[SHORT EXERCISE 1] Copy the rows below word for word, beginning at the line that has "Target: patterned headband" and ending with the last row.
··· PAGE EXCERPT ···
The plaintiff, Freed Designs, Inc. (“Freed Designs”), filed a patent infringement action defendant Sig Sauer. Robert Freed is the sole inventor of the ‘764 Patent, titled “Grip Extender For Hand Gun.” Freed is also the sole owner and President of Plaintiff Freed Designs. Plaintiff alleged that Sig Sauer makes, sells, and offers to sell magazine extenders that infringe the ‘764 Patent. Sig Sauer answered the complaint and raised an affirmative defense of lack of standing. Sig Sauer then moved to dismiss the complaint for lack of standing.
After the action was filed, Freed executed an “Assignment of the Invention and Patent Application” transferring to Free Designs his “entire right, title, and interest in and to” the ‘764 Patent. A few months later, Freed executed another assignment titled “Assignment of Rights, Title and Interest in Invention.” This second assignment was styled as a nunc pro tunc assignment, purporting to have an effective date of August 16, 2005 (the issue date of the ‘764 Patent).
The district court began its analysis of the motion by examining Federal Circuit law on standing. “The Federal Circuit has held that in a patent infringement action, the plaintiff must demonstrate that it held enforceable title to the patent at the inception of the lawsuit to assert standing. Id. (quotations and citations omitted); see also 35 U.S.C. §§ 100(d), 281 (A ‘patentee’ is entitled to bring a ‘civil action for infringement of his patent,’ and the patentee includes the ‘successors in title to the patentee.’).
Thus, “if the original plaintiff lacked Article III initial standing, the suit must be dismissed, and the jurisdictional defect cannot be cured” after the inception of the lawsuit. Id. (quoting Schreiber Foods, Inc. v. Beatrice Cheese, Inc., 402 F.3d 1198, 1203 (Fed. Cir. 2005).
···
[SHORT EXERCISE 2] List every document title that the patent case excerpt gives in quotation marks.
··· GIVEN RECORDS ···
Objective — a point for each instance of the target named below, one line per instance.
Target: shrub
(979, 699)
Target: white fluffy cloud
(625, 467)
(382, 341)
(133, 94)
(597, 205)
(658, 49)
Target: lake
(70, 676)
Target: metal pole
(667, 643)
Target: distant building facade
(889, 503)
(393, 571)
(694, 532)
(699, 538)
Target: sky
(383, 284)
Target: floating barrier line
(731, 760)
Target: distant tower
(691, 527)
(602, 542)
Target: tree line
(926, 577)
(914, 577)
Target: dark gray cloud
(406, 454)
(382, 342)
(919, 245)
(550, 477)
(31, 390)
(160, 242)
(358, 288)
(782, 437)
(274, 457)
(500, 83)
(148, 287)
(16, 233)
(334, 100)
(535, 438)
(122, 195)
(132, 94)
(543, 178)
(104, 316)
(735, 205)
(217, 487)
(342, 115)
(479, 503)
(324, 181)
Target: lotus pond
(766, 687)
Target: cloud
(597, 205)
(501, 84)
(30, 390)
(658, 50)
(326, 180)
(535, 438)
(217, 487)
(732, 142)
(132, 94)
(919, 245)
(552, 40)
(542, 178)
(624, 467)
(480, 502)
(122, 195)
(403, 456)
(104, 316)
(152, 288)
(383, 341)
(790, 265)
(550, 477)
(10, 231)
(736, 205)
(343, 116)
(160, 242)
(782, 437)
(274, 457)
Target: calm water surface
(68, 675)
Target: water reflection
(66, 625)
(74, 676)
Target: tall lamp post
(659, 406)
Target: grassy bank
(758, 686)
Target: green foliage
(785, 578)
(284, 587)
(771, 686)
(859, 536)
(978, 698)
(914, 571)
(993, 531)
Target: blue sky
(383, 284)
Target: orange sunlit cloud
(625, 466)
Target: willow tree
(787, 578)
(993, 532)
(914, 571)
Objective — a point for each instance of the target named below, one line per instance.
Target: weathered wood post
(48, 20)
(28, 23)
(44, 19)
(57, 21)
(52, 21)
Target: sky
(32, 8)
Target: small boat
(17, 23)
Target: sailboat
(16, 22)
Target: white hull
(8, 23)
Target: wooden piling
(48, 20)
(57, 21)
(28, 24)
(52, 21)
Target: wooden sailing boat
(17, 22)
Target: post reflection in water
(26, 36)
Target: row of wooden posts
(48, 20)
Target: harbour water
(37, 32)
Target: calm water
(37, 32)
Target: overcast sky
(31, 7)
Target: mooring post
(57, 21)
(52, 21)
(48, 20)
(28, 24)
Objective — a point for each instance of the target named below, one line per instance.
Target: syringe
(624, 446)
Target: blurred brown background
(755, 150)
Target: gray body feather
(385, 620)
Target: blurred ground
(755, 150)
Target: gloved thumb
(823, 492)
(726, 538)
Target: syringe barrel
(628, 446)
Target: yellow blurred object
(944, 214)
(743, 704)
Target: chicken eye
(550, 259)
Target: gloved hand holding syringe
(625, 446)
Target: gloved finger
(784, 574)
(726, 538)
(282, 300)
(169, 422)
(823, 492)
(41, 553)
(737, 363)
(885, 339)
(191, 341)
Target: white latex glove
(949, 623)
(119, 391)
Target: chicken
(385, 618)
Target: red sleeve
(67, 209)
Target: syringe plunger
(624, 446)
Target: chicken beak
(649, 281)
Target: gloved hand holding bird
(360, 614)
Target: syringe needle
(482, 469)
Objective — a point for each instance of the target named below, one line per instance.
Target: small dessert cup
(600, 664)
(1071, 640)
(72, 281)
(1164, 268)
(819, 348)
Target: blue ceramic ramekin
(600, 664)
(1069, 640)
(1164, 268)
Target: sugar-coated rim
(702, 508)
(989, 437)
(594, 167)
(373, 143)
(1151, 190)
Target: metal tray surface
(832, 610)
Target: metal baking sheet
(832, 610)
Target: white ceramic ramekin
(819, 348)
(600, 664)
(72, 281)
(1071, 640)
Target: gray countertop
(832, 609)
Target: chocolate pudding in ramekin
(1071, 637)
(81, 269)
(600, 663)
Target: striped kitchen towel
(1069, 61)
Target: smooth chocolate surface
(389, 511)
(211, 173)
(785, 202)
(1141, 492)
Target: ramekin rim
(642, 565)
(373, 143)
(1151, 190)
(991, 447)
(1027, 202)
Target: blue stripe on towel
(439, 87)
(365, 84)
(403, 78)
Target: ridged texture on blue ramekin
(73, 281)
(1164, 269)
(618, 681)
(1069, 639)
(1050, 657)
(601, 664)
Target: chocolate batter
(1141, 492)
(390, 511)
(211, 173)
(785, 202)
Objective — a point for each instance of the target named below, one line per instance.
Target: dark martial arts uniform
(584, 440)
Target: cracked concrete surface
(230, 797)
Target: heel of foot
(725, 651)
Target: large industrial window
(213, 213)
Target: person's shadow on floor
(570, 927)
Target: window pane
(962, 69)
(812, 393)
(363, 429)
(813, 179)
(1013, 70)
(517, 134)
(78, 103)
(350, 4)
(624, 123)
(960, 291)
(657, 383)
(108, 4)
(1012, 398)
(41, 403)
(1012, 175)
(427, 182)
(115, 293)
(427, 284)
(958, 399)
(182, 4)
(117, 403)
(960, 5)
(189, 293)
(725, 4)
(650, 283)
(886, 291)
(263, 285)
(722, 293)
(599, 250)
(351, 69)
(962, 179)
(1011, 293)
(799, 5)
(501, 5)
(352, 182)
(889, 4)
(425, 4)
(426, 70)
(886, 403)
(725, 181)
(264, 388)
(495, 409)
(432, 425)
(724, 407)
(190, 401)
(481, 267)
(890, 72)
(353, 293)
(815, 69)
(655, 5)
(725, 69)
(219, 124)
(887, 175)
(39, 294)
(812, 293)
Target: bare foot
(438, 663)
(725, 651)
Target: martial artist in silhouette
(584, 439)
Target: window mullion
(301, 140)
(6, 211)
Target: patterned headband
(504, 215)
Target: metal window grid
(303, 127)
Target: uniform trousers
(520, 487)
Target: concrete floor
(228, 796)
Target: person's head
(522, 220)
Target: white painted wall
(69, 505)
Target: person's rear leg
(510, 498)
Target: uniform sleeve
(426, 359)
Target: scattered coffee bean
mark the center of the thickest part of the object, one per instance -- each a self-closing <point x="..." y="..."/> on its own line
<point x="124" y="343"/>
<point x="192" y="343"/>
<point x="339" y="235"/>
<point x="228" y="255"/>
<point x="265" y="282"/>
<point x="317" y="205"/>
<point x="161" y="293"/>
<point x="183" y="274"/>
···
[EXERCISE ANSWER 1]
Target: patterned headband
(504, 215)
Target: metal window grid
(303, 127)
Target: uniform trousers
(520, 487)
Target: concrete floor
(228, 796)
Target: person's head
(522, 220)
Target: white painted wall
(69, 505)
Target: person's rear leg
(510, 498)
Target: uniform sleeve
(426, 359)
Target: scattered coffee bean
mark the center of the thickest part of the object, one per instance -- each a self-closing <point x="..." y="..."/> on its own line
<point x="124" y="343"/>
<point x="192" y="343"/>
<point x="339" y="235"/>
<point x="228" y="255"/>
<point x="265" y="282"/>
<point x="317" y="205"/>
<point x="161" y="293"/>
<point x="183" y="274"/>

[EXERCISE ANSWER 2]
- Grip Extender For Hand Gun
- Assignment of the Invention and Patent Application
- Assignment of Rights, Title and Interest in Invention